» **Gösterilen Metin**:
= = =
Çocuğun Duygusal Dünyası

Çocuğun Duygusal Dünyası

 Anne babaların çocuğun duygusal dünyası ve ihtiyaçlarını anlayıp kabul ederek çözebileceği basit sorunlar büyük çıkmazlara dönüşüyor. Anlamak yerine, yargılamak, etiketlemek, istemek, beklemek gibi işe yaramayan yolları ısrarla denemeye devam ediyoruz. Çocukların duygularını anlamaya, onları çözmeye odaklanmak yerine kendimize, kendi anne babalığımıza odaklanıyoruz. Duyguların dilini anlamak yabancı bir dili anlamaktan daha zor gibi görünüyor. Halbuki azıcık duygu farkındalığı ile çocuklarımızla kolayca iletişim kurmak mümkün. İyi bir anne olmanın, başkalarının hakkımızda ne düşündüğünün ne söylediğinin derdine düşmek yerine, çocuğumuza baksak, onu anlamaya çalışsak, bizi her gün yeni şeyler öğreneceğimiz bambaşka bir dünya bekliyor.

Peki kadar çok sesin olduğu bir dünyada kendi sesimize çocuğumuzun sesine nasıl ulaşacağız?

Bunun tek bir yanıtı yok galiba, deneye yanıla bulacağımız bir yol. Bu yolda bana en çok yardım eden şey okumak oldu. Öncelikle çocuğumu okumak, sonra kitap okumak.
Duygu farkındalığı ile ilgili kitapları zaman buldukça paylaşmak istiyorum bu yüzden, belki birilerine de güzel bir yol açar diye.
Çok sevdiğim ve bütün anne babalar okusun istediğim bir kitap; Çocuğun Duygusal Dünyası.
Isabelle Fillizoat, çocuğumuzun sesine ulaşmak için, sizi suçlayan, kaygılandıran sesleri dinlemeyin, diyor. Çocuğunuzu dinleyin. Ağladığında size ne demek istediğini anlamaya çalışın. Aynı şekilde davranışlarıyla da size bir şeyler anlatmaya çalışıyordur. Çocuklar konuşmayı bilmedikleri için kendilerini davranışlarla ifade ederler. Bu dili öğrenebilirsiniz. Kesin fikirleri, etiketleri, yargıları bir kenara bırakıp çocuğunuzla iletişiminize odaklanın.
= = =
» **Veri Satırları**:

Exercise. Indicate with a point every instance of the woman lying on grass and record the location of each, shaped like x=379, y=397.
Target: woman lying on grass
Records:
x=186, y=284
= = =
» **Yapılacak İşler**:
**1.** Çocuğun duygusal dünyasıyla ilgili yazıda "Anne babaların çocuğun" sözlerinden başlayıp "bir dünya bekliyor." sözlerine kadar, bu sözler de dahil olmak üzere, bölümü hiç değiştirmeden yazın.
**2.** Çocuğun duygusal dünyasıyla ilgili yazıya göre aşağıdaki soruları yanıtlayın.
(a) Yazara bu yolda en çok yardım eden şey ne olmuştur?
(b) Çocuklar kendilerini neden davranışlarla ifade eder?
(c) Yazarın bütün anne babaların okumasını istediği kitabın adı nedir?
**3.** Çocuğun duygusal dünyasıyla ilgili yazının devamını, son cümlesinden sonrasını sürdürerek yazın.
Malzemenin çocuğun duygusal dünyasıyla ilgili yazıyla hiçbir bağı yoktur.

» **Görevlere Göre Yanıtlar**:
**1.**
Anne babaların çocuğun duygusal dünyası ve ihtiyaçlarını anlayıp kabul ederek çözebileceği basit sorunlar büyük çıkmazlara dönüşüyor. Anlamak yerine, yargılamak, etiketlemek, istemek, beklemek gibi işe yaramayan yolları ısrarla denemeye devam ediyoruz. Çocukların duygularını anlamaya, onları çözmeye odaklanmak yerine kendimize, kendi anne babalığımıza odaklanıyoruz. Duyguların dilini anlamak yabancı bir dili anlamaktan daha zor gibi görünüyor. Halbuki azıcık duygu farkındalığı ile çocuklarımızla kolayca iletişim kurmak mümkün. İyi bir anne olmanın, başkalarının hakkımızda ne düşündüğünün ne söylediğinin derdine düşmek yerine, çocuğumuza baksak, onu anlamaya çalışsak, bizi her gün yeni şeyler öğreneceğimiz bambaşka bir dünya bekliyor.

**2.**
(a) Yazara bu yolda en çok yardım eden şey okumak olmuştur.
(b) Çocuklar konuşmayı bilmedikleri için kendilerini davranışlarla ifade eder.
(c) Kitabın adı "Çocuğun Duygusal Dünyası"dır.

**3.**
Hazır cevaplar, uygulamaya hazır tarifler aramak yerine kendi kendimize düşünmeyi ve karar vermeyi öğrenmeliyiz, diyor. Kendi kendine düşünme, dış uyaranlardan bağımsız kararlar verebilmek kolay bir iş değil. Özellikle, bizler gibi ezbere dayalı bir eğitim sisteminde yetişenler için. Yine de kesinlikle denemeye değer diyorum ben. Bu dili çözmek için yazarın önerdiği bir soru haritası var. Çocuklarımızla zorlandığımızda kendimize sormamız gereken sorular.
Çocuk yoğun bir duygu yaşadığında:

1-Ne yaşadı?

Çocuğun bir tepkisi karşısında şaşkın ve çaresiz kaldıysanız, duruma onun gözleriyle bakmaya, onun kulaklarıyla duymaya çalışalım. Çocukların bizim mantığımızla düşünmesini beklemeyelim. Çocuğun tepkisini, algıladıklarını nasıl yorumladığını anlamaya çalışalım. Örneğin salyangozdan korkuyorsa, acaba onun zihninde salyangoz ne ifade ediyor, düşünelim.  Çocuğun duygusunu ifade etmesine her zaman izin verelim. Çocuğa duygusuyla ilgili neden diye sormayın. Çünkü çocuk da bunun cevabını bilmiyor. Kendinize sorun: Ne yaşadı?

2-Ne söylüyor?

Çocuğun davranışıyla ne söylediğini anlamak gerek. Kapris dediğimiz ya da tuhaf, yersiz olduğunu düşündüğümüz her davranışın ardında bir duygu, bir ihtiyaç arayalım. Çocuk bize bir şey söylemeye çalışıyor olabilir. Kapris diye bir şey yoktur, bir dil ve çözülmesi gereken mesaj vardır. Bu çocuk hep böyle zaten, hep ağlar vb. yorumlar çocuğun içe kapanmasına yol açar.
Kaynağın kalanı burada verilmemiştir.